→ **Problem details**: Which of the rows below contain the string "floor"? Case counts. Show each matching row in full.

→ **Supplied material**:
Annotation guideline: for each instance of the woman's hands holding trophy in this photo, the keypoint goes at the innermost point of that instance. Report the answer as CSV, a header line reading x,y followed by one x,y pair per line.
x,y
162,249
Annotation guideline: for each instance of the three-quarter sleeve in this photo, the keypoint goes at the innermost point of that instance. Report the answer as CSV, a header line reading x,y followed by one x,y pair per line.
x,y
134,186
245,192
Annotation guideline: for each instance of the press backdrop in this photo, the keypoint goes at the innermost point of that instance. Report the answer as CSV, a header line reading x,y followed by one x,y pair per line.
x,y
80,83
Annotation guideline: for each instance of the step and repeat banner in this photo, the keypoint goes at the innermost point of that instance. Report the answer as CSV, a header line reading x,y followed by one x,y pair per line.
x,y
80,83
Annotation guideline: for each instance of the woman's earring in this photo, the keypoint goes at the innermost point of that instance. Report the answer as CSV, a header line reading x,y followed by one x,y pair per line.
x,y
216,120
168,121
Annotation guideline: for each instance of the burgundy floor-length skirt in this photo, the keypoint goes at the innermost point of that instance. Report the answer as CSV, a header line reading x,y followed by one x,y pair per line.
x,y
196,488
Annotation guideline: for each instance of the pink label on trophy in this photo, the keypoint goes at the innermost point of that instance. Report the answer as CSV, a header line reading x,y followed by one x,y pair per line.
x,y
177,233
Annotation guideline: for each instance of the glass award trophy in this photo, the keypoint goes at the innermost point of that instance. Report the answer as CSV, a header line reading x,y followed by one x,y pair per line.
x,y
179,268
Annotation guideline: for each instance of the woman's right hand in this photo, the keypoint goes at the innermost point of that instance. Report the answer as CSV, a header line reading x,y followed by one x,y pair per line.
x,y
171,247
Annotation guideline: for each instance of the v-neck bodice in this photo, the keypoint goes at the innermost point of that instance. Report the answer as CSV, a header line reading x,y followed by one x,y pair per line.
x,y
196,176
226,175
==
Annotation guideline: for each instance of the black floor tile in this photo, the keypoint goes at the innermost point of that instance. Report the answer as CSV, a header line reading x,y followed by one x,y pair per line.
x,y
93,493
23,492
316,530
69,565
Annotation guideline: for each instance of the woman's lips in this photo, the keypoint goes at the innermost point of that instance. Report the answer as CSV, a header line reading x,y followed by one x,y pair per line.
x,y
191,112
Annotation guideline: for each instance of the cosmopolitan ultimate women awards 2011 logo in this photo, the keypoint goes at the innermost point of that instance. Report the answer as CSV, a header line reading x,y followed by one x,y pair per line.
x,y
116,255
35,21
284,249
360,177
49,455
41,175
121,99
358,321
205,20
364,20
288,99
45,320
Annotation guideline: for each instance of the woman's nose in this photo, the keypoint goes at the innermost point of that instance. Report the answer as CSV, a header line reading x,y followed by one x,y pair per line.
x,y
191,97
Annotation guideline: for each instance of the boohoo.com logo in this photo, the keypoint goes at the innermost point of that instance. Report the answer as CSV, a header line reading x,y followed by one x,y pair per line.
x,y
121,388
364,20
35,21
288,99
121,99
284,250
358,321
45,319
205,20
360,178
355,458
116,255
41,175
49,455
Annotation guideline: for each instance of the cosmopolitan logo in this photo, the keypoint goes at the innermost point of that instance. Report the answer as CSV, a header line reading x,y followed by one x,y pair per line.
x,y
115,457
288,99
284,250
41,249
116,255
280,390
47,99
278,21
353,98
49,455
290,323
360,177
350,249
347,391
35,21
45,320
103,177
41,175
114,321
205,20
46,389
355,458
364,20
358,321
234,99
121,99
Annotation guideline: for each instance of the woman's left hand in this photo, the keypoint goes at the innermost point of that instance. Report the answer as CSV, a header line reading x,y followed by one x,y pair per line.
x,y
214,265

→ **Worked solution**:
Annotation guideline: for each instance of the burgundy floor-length skirt in this photo, the keypoint goes at the innermost point of that instance. Report the answer as CSV, a header line reading x,y followed by one x,y pair per line.
Annotation guideline: for each instance of the black floor tile in this photo, the keypoint goes at the innermost point of that instance. Report the answer as CSV, a header line reading x,y followed by one x,y pair per line.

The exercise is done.